* **Task to carry out**
Update the rows below by replacing every occurrence of "camera-trap tally" with "field survey", keeping everything else the same.

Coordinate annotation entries
---------------

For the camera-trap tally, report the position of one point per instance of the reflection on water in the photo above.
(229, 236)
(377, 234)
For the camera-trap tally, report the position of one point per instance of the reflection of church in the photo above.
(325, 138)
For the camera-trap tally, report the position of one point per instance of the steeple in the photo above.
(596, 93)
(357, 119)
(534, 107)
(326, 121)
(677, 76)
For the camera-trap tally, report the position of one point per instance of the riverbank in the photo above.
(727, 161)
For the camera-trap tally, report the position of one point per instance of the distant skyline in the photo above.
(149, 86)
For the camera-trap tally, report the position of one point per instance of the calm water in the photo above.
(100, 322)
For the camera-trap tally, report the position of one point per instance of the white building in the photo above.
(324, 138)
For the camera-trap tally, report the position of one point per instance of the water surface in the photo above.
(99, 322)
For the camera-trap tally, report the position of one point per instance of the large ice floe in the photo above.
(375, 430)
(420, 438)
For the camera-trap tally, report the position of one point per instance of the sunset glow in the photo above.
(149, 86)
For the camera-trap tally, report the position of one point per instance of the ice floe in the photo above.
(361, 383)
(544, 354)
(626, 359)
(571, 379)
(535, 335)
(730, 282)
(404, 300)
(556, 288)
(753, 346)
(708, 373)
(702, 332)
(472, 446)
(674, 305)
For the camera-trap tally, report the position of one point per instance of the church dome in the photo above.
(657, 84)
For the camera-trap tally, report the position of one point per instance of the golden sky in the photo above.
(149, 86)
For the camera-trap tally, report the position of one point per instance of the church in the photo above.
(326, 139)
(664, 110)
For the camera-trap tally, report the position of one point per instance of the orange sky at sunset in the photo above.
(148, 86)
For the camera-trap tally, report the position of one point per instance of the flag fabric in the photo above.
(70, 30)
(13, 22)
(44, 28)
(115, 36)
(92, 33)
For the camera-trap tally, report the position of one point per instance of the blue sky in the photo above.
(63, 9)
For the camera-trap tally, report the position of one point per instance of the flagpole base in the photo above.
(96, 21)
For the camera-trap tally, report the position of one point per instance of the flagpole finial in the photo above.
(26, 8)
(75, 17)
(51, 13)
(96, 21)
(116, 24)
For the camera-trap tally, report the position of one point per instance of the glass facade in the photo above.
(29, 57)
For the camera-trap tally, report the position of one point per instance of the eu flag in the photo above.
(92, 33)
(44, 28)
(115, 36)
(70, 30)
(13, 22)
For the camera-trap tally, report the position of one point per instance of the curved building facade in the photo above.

---------------

* **Reply to the exercise**
For the field survey, report the position of one point per instance of the reflection on water in the photo above.
(229, 236)
(377, 234)
For the field survey, report the position of one point per instance of the reflection of church in the photo above.
(325, 138)
For the field survey, report the position of one point per instance of the steeple in the photo above.
(596, 93)
(357, 119)
(534, 107)
(326, 121)
(677, 76)
For the field survey, report the position of one point per instance of the riverbank in the photo above.
(727, 161)
For the field survey, report the position of one point per instance of the distant skyline in the photo above.
(149, 86)
For the field survey, report the position of one point per instance of the calm water in the photo above.
(100, 322)
For the field survey, report the position of one point per instance of the white building in the photo above.
(324, 138)
For the field survey, report the position of one point per instance of the water surface in the photo above.
(99, 322)
For the field survey, report the position of one point per instance of the large ice floe in the photo above.
(375, 430)
(420, 438)
For the field survey, report the position of one point per instance of the sunset glow in the photo above.
(149, 86)
For the field survey, report the position of one point per instance of the ice floe in the photo above.
(361, 383)
(544, 354)
(626, 359)
(571, 379)
(535, 335)
(730, 282)
(404, 300)
(556, 288)
(753, 346)
(708, 373)
(702, 332)
(472, 446)
(674, 305)
For the field survey, report the position of one point per instance of the church dome in the photo above.
(657, 84)
For the field survey, report the position of one point per instance of the golden sky in the photo above.
(149, 86)
For the field survey, report the position of one point per instance of the church in the photo above.
(326, 139)
(664, 110)
For the field survey, report the position of one point per instance of the orange sky at sunset in the photo above.
(148, 86)
For the field survey, report the position of one point per instance of the flag fabric in the photo above.
(70, 30)
(13, 22)
(44, 28)
(115, 36)
(92, 33)
For the field survey, report the position of one point per instance of the blue sky in the photo above.
(63, 9)
For the field survey, report the position of one point per instance of the flagpole base in the photo above.
(96, 21)
For the field survey, report the position of one point per instance of the flagpole finial in the photo above.
(26, 8)
(75, 17)
(51, 13)
(96, 21)
(116, 24)
For the field survey, report the position of one point per instance of the glass facade in the photo above.
(29, 57)
For the field survey, report the position of one point per instance of the eu flag in the photo above.
(92, 33)
(44, 28)
(115, 36)
(70, 30)
(13, 22)
For the field survey, report the position of one point per instance of the curved building facade in the photo above.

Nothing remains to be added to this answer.